## KUTIPAN TERPILIH:
··········

Para ilmuwan dari ETH Zurich berhasil mengembangkan bahan bangunan revolusioner yang tidak hanya hidup tetapi juga mampu menyerap karbon dioksida (CO₂) dari udara. Bahan ini berupa gel cetak yang mengandung bakteri kuno bernama sianobakteri. Dengan bantuan sinar matahari, bakteri ini melakukan fotosintesis untuk menghasilkan biomassa sekaligus memicu pembentukan mineral yang mengurung karbon dalam bentuk stabil. Bahan ini dirancang dengan hidrogel yang mendukung kehidupan mikroba di dalamnya dan mampu bertahan lebih dari setahun. Menariknya lagi, bahan inovatif ini sudah digunakan dalam instalasi arsitektur di Venesia dan Milan, yang menggabungkan desain, keberlanjutan, dan ilmu pengetahuan hidup dalam satu wujud nyata.

··········

## BARIS TERSIMPAN:
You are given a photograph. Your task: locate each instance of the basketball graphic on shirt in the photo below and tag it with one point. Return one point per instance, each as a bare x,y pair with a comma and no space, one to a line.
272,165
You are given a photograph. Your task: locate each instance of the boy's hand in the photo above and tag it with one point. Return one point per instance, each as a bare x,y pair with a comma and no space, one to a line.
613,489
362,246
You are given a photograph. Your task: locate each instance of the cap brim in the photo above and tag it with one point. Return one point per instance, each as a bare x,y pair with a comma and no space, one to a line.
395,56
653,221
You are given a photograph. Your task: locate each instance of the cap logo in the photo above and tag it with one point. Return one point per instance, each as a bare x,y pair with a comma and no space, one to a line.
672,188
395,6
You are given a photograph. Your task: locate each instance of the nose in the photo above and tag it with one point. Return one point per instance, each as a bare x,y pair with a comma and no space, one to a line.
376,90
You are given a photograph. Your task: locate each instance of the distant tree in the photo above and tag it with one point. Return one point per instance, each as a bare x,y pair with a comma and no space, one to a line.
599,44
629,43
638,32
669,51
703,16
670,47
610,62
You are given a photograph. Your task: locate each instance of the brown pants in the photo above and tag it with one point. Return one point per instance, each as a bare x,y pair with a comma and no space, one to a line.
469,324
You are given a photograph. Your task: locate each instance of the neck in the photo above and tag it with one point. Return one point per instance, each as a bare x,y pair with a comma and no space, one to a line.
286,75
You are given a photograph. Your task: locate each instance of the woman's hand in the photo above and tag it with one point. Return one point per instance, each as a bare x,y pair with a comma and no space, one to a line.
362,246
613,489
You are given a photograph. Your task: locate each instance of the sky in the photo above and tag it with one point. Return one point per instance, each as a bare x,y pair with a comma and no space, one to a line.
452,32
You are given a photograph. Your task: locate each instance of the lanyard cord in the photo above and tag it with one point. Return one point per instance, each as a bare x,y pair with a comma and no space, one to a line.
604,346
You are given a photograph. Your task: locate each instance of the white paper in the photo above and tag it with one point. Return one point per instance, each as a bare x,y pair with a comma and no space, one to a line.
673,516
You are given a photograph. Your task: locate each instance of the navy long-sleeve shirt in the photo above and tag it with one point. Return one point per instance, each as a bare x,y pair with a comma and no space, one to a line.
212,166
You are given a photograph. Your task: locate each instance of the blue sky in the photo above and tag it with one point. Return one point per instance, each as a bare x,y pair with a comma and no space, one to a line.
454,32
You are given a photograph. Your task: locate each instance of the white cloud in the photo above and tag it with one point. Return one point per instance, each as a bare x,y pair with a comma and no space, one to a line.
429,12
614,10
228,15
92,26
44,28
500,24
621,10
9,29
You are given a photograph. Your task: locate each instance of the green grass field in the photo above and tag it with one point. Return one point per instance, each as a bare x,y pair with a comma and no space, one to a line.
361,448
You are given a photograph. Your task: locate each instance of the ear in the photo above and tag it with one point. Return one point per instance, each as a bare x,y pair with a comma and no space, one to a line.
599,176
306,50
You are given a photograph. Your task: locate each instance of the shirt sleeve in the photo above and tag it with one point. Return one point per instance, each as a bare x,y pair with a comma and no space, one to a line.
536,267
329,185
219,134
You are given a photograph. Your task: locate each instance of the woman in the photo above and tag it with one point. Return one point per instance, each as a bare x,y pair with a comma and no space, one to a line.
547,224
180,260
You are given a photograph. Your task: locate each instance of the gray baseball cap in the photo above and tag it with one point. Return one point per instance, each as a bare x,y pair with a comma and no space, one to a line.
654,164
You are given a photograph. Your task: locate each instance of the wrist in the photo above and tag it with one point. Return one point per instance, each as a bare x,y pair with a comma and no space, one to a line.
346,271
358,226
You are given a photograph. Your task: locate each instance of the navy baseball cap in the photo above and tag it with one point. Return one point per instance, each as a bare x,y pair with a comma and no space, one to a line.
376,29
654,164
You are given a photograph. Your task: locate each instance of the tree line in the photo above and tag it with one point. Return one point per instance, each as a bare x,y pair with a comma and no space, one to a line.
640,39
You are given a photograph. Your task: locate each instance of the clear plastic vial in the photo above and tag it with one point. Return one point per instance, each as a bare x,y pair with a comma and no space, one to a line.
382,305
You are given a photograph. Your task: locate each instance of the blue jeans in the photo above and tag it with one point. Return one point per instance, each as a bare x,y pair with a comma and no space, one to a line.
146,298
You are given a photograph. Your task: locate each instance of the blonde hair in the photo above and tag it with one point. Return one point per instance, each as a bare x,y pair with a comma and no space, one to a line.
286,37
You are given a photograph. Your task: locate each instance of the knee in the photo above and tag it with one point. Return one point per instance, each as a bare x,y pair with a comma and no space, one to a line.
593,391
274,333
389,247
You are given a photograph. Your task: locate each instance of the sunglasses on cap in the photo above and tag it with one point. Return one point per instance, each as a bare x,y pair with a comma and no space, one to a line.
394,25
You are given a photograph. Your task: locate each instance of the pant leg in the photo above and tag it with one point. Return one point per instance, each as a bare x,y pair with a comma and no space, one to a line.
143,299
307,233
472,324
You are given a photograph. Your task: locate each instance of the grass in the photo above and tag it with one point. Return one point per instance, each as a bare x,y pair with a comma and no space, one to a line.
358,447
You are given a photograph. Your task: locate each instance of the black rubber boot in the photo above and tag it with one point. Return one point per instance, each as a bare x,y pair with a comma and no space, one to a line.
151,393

··········

## TUGAS TERTULIS:
• 1. Menurut teks tentang bahan bangunan hidup penyerap CO₂, di kota mana saja bahan tersebut sudah digunakan dalam instalasi arsitektur?
• 2. Tuliskan lanjutan teks tentang bahan bangunan hidup penyerap CO₂, dimulai setelah kalimat terakhirnya.

## JAWABAN SETIAP TUGAS:
• 1. Bahan tersebut sudah digunakan di Venesia dan Milan.

• 2.
Tim peneliti yang dipimpin oleh Profesor Mark Tibbitt dari ETH Zurich memadukan berbagai disiplin ilmu untuk menciptakan bahan bangunan hidup ini. Mereka berhasil memasukkan sianobakteri ke dalam gel yang bisa dicetak menggunakan printer 3D. Hasilnya adalah bahan yang hidup, tumbuh, dan aktif menyerap CO₂ dari udara. Bahan ini hanya membutuhkan sinar matahari, air laut buatan, dan nutrisi sederhana agar bisa terus berkembang. Bahkan, bahan ini mampu menyerap CO₂ dalam jumlah dua kali lipat dibandingkan dengan yang dihasilkan dari pertumbuhan organiknya, karena karbon juga dikurung dalam bentuk mineral.
Sianobakteri dikenal sebagai salah satu makhluk hidup tertua di bumi yang sangat efisien dalam berfotosintesis, bahkan dengan cahaya yang sangat lemah. Selain menghasilkan biomassa, bakteri ini mengubah lingkungan kimia di sekitarnya sehingga membentuk karbonat padat seperti kapur. Karbonat ini mengunci CO₂ dalam bentuk yang jauh lebih stabil dibandingkan biomassa. Dalam uji laboratorium, bahan ini bisa menyerap sekitar 26 miligram CO₂ per gram bahan selama 400 hari, sebagian besar dalam bentuk mineral.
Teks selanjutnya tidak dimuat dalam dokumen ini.